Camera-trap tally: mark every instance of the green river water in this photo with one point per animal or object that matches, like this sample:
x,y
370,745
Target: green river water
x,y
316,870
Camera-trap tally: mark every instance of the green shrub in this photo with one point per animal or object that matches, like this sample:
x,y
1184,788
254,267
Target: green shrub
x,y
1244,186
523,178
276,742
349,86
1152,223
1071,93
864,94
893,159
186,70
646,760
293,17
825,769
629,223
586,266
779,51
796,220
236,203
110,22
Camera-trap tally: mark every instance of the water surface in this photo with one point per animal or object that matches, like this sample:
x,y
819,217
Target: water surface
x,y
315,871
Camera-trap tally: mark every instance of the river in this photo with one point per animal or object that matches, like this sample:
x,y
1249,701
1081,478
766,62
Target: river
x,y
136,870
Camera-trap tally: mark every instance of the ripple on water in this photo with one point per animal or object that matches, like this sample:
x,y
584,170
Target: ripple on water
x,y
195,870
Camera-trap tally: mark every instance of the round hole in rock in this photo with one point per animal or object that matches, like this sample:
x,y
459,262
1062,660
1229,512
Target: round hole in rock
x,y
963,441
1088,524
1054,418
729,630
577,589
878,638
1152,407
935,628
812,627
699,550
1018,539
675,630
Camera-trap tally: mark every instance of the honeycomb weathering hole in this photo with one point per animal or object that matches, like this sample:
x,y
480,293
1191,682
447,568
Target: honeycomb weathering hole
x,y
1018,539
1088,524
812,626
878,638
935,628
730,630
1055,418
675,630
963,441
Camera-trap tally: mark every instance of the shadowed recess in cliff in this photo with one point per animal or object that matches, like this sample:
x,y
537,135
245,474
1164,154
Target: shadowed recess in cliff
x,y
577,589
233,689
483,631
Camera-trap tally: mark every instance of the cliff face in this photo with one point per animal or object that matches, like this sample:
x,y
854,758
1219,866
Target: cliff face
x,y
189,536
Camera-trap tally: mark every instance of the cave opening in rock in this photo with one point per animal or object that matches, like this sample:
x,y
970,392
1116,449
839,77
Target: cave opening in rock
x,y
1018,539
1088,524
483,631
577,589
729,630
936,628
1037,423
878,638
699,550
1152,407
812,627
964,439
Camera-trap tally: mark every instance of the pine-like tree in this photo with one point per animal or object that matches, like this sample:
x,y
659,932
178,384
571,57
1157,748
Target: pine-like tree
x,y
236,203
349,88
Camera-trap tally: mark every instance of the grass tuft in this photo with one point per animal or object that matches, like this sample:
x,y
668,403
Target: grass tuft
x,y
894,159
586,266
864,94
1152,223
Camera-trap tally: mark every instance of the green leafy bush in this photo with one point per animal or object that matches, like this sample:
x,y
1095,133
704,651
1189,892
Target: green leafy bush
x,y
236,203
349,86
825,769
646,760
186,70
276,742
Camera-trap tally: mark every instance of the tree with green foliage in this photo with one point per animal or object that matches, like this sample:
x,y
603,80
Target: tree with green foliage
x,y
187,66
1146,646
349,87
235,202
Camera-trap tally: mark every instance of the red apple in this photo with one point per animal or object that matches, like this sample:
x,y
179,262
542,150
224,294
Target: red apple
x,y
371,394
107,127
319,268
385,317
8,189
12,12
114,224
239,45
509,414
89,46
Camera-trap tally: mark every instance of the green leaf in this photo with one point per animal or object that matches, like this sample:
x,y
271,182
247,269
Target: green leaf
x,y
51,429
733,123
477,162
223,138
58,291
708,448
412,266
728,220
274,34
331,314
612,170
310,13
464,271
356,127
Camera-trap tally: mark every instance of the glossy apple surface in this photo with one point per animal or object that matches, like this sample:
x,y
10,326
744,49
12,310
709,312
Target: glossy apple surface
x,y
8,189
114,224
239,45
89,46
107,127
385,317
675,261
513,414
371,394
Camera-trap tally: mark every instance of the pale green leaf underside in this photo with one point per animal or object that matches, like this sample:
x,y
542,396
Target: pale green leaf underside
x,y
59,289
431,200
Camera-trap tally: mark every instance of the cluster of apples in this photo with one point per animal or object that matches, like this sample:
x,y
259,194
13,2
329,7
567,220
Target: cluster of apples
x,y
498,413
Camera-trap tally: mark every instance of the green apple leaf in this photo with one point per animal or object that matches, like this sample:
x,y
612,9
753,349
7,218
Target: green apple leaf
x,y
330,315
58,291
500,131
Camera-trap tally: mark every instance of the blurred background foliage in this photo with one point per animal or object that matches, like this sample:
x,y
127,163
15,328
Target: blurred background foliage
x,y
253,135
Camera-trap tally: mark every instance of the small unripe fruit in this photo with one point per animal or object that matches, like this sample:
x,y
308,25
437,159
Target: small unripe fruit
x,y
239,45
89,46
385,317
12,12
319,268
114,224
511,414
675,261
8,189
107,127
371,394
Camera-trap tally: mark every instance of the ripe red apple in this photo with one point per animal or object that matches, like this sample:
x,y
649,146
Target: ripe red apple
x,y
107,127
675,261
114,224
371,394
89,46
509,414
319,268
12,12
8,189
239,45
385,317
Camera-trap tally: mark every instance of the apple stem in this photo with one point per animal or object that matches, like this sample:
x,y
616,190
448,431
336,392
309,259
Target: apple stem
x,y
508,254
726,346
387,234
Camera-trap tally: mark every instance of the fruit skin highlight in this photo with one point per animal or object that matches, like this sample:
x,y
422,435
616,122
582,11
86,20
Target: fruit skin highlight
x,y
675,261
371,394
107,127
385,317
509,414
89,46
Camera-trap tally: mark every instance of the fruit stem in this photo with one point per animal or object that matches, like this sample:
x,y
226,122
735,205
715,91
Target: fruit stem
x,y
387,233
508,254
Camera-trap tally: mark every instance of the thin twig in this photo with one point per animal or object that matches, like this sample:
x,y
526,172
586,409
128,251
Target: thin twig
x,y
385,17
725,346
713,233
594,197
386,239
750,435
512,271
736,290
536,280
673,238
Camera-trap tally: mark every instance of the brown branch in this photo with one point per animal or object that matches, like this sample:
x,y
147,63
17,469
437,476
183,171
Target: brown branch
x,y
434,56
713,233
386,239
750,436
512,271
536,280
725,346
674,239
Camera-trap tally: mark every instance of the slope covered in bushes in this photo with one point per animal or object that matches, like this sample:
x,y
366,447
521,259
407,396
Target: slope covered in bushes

================

→ **AIM**:
Give everything from the line containing "Camera-trap tally: mark every instance of the thin" down to the end of the records as a Markdown table with the columns Row and Line, one numbered row per line, with blank lines left out.

→ **TASK ANSWER**:
| Row | Line |
|---|---|
| 1 | Camera-trap tally: mark every instance of the thin twig in this photo with one point per animal or object that matches, like this sample: |
| 2 | x,y |
| 3 | 526,172 |
| 4 | 586,409 |
| 5 | 128,251 |
| 6 | Target: thin twig |
| 7 | x,y |
| 8 | 385,17 |
| 9 | 725,346 |
| 10 | 713,233 |
| 11 | 594,197 |
| 12 | 386,239 |
| 13 | 750,435 |
| 14 | 512,271 |
| 15 | 736,290 |
| 16 | 536,280 |
| 17 | 673,238 |
| 18 | Camera-trap tally: mark every instance of the brown branch in this photo with one point per animal or object that matches, like this sample: |
| 19 | x,y |
| 20 | 147,63 |
| 21 | 17,469 |
| 22 | 437,476 |
| 23 | 183,171 |
| 24 | Target: brown branch |
| 25 | x,y |
| 26 | 434,56 |
| 27 | 713,233 |
| 28 | 386,239 |
| 29 | 750,436 |
| 30 | 512,271 |
| 31 | 536,280 |
| 32 | 725,346 |
| 33 | 674,239 |
| 34 | Camera-trap tally: mark every instance of the slope covered in bushes in this photo with one point per animal or object that matches, like this sample: |
| 35 | x,y |
| 36 | 366,447 |
| 37 | 521,259 |
| 38 | 407,396 |
| 39 | Target: slope covered in bushes |